## PROBLEM REQUIREMENTS
Please rewrite every row below with "innermost point" swapped for "central point", keeping everything else unchanged.

## EXTRACTED INFORMATION
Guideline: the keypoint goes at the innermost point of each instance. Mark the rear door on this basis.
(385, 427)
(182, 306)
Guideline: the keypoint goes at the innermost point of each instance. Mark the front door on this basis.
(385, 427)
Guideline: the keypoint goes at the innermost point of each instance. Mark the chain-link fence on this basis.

## CORRECT RESPONSE
Guideline: the keypoint goes at the central point of each instance. Mark the rear door on this basis.
(385, 427)
(182, 306)
Guideline: the keypoint goes at the central point of each instance. Mark the front door on this basis.
(385, 427)
Guideline: the keypoint goes at the central point of each instance. Mark the chain-link fence on this basis.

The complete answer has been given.